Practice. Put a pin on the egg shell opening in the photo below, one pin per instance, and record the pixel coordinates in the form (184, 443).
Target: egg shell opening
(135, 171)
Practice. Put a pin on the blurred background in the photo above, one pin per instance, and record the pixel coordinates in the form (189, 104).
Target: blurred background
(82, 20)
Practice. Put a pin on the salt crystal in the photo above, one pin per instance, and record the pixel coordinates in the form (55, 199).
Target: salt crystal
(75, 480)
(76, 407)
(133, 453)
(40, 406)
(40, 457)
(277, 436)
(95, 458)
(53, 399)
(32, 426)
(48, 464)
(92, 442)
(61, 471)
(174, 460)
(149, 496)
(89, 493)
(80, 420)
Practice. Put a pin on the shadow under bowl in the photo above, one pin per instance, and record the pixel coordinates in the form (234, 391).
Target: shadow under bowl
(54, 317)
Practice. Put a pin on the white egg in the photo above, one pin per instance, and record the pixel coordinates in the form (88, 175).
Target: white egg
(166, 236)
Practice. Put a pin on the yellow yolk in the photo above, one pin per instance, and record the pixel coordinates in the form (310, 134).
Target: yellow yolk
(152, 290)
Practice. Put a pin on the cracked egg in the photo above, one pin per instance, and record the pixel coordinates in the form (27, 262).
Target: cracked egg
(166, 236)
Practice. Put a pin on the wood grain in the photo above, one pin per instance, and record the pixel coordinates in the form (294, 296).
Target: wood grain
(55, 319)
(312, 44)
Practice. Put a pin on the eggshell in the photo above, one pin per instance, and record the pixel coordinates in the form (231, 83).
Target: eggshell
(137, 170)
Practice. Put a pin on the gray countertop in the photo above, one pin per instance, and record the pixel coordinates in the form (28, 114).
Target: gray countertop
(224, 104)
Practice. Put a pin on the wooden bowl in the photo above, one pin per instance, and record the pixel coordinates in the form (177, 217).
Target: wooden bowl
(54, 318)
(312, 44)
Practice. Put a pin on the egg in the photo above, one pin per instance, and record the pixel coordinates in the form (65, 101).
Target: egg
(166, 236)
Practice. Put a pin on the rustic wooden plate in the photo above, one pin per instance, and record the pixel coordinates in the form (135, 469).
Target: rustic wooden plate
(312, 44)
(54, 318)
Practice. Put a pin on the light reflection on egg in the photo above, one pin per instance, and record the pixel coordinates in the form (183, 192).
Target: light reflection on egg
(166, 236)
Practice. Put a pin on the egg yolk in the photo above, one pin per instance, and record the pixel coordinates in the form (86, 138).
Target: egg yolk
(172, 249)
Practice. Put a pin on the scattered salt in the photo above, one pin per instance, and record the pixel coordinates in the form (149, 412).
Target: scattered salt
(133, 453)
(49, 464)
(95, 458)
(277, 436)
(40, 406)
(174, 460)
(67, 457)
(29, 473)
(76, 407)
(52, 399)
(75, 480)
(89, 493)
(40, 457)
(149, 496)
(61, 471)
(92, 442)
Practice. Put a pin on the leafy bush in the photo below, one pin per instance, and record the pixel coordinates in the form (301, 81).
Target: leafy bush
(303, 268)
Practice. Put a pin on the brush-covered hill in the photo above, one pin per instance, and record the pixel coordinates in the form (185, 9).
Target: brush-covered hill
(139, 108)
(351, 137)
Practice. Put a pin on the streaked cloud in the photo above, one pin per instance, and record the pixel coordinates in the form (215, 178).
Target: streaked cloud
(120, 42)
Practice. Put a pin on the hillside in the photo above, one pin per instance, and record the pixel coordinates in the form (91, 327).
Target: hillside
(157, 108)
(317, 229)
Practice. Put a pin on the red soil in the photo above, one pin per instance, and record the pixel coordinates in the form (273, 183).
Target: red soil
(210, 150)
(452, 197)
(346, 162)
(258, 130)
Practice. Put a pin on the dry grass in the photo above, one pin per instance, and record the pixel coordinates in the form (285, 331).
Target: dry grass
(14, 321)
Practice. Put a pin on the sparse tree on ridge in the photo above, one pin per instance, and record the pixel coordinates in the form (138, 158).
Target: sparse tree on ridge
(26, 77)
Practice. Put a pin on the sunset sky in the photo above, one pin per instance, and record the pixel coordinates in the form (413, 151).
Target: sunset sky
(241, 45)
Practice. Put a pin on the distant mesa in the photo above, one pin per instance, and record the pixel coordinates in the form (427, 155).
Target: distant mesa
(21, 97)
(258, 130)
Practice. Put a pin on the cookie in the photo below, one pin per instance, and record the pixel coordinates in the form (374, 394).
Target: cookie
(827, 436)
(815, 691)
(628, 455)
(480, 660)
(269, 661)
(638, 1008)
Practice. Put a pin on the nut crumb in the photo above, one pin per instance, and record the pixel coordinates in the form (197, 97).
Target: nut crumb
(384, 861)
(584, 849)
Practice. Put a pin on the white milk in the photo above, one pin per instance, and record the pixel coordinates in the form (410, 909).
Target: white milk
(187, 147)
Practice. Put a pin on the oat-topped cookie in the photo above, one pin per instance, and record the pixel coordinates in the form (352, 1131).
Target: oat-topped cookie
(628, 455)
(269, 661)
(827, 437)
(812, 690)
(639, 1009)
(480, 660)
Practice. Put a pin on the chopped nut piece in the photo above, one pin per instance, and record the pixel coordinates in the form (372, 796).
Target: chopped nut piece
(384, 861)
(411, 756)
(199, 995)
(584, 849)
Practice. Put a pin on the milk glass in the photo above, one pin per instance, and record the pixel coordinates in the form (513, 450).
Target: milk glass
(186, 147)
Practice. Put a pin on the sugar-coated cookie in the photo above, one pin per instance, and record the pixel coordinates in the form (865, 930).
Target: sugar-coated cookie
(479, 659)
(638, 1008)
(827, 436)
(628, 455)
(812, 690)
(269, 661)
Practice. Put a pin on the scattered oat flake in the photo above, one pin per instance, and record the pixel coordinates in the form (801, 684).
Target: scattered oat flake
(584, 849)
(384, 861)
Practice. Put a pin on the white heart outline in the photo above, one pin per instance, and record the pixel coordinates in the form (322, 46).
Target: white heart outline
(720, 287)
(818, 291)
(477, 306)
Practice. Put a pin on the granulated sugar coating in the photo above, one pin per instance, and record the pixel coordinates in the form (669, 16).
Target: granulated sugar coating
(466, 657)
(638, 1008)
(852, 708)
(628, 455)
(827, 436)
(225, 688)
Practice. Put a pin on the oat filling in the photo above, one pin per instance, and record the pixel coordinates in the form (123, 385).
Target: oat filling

· · · · ·

◆ Work to be completed: Give back the lines above exactly, from the one with "Practice. Put a pin on the white milk" through the last line.

◆ Reply:
Practice. Put a pin on the white milk in the photo above, one pin per instance, and record the pixel coordinates in the form (410, 909).
Target: white milk
(187, 147)
Practice. Put a pin on the oat-topped cookie in the photo above, one pin per instance, and record the pixel coordinates in the form (352, 1131).
Target: oat-topped cookie
(628, 455)
(269, 661)
(827, 437)
(812, 690)
(639, 1009)
(480, 660)
Practice. Put a pin on the chopped nut piece in the photo above, one pin per instance, and record the pixel coordinates in the form (372, 796).
Target: chopped nut piece
(384, 861)
(411, 756)
(199, 995)
(584, 849)
Practice. Put a pin on the milk glass in the photo above, one pin per instance, and record the pixel coordinates in the form (513, 450).
Target: milk glass
(186, 147)
Practice. Put a pin on the sugar-coated cookie in the photo above, one pin per instance, and record the pixel coordinates in the form (865, 930).
Target: sugar-coated cookie
(479, 659)
(638, 1008)
(827, 436)
(628, 455)
(812, 690)
(269, 661)
Practice. Put a pin on the scattered oat flake in the photo above, one pin per instance, and record the pixel coordinates in the form (801, 684).
Target: scattered oat flake
(584, 849)
(384, 861)
Practice. Put a pin on the white heart outline in the photo above, one pin per instance, and record the pixel coordinates in the form (322, 46).
Target: white heart outline
(720, 287)
(818, 291)
(477, 306)
Practice. Put a pin on the granulated sugar coating in the photo above, one pin per instance, and record the pixel coordinates in the form (669, 16).
Target: granulated sugar coating
(466, 657)
(638, 1008)
(852, 708)
(628, 455)
(827, 436)
(225, 688)
Practice. Put a pin on the oat filling in the photo above, one pin per instance, and record the pixel coordinates in the form (123, 385).
Target: oat filling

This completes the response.